DATA FOR THIS EXERCISE below:

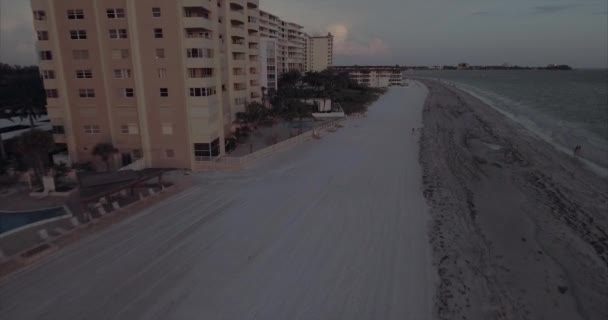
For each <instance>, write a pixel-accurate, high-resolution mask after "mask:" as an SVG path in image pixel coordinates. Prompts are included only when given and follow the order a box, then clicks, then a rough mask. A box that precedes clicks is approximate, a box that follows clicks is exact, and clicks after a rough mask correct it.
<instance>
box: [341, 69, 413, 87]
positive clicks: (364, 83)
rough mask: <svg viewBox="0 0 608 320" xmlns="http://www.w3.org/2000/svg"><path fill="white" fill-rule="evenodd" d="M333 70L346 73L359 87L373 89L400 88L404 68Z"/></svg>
mask: <svg viewBox="0 0 608 320" xmlns="http://www.w3.org/2000/svg"><path fill="white" fill-rule="evenodd" d="M333 69H334V70H338V71H342V72H348V74H349V77H350V78H351V79H352V80H354V81H357V83H359V84H361V85H366V86H369V87H373V88H386V87H390V86H402V85H404V81H403V71H405V68H404V67H399V66H340V67H334V68H333Z"/></svg>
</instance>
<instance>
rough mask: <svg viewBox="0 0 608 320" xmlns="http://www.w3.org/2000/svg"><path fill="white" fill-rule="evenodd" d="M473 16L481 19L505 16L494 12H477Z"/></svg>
mask: <svg viewBox="0 0 608 320" xmlns="http://www.w3.org/2000/svg"><path fill="white" fill-rule="evenodd" d="M471 15H472V16H480V17H497V16H502V15H503V14H502V13H500V12H492V11H475V12H473V13H471Z"/></svg>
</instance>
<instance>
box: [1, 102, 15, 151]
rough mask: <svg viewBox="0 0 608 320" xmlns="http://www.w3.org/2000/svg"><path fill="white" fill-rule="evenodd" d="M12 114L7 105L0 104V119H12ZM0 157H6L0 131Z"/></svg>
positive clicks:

End of DATA FOR THIS EXERCISE.

# EXERCISE AIM
Your reply should be the number of lines in the entries that contain "positive", nothing more.

# EXPECTED ANSWER
2